Source data

+--

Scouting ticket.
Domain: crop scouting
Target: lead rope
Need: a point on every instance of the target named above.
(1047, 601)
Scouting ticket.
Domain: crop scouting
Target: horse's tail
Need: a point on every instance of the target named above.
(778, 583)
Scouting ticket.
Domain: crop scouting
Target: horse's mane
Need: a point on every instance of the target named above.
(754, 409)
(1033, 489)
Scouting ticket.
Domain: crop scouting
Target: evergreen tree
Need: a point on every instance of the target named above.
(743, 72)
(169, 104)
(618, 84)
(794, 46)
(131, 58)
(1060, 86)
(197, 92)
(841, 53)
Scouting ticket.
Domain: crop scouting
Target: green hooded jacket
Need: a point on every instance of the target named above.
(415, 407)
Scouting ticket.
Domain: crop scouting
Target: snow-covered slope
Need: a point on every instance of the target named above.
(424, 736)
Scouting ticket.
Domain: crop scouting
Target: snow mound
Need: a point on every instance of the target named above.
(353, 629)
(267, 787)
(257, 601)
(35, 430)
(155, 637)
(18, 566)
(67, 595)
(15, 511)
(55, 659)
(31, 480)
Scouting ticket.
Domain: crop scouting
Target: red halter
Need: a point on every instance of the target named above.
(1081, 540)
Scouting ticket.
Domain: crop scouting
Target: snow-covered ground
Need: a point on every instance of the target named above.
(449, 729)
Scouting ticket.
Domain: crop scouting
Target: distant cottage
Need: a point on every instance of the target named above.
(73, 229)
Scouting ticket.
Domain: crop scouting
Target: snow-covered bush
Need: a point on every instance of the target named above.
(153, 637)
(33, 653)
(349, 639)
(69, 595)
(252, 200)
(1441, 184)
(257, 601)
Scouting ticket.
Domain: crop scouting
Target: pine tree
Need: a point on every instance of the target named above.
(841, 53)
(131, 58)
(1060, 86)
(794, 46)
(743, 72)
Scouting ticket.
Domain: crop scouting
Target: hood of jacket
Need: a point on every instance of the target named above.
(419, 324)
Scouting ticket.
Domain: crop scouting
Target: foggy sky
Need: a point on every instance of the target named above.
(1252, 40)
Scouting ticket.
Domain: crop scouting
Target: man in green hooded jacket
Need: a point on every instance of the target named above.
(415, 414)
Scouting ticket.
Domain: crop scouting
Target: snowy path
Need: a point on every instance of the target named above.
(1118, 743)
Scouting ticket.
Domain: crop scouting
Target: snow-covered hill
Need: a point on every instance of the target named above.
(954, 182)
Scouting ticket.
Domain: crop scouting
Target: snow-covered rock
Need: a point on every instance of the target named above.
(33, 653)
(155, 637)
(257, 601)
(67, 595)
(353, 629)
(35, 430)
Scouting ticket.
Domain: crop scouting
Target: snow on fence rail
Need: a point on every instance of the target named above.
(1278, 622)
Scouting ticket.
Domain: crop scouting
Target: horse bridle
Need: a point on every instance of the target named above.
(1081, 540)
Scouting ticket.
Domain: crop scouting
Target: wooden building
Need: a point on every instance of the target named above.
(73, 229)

+--

What you are asked to do — Filter the records above down to the lines that hold the string "tree".

Result below —
Target: evergreen tree
Target: pine tree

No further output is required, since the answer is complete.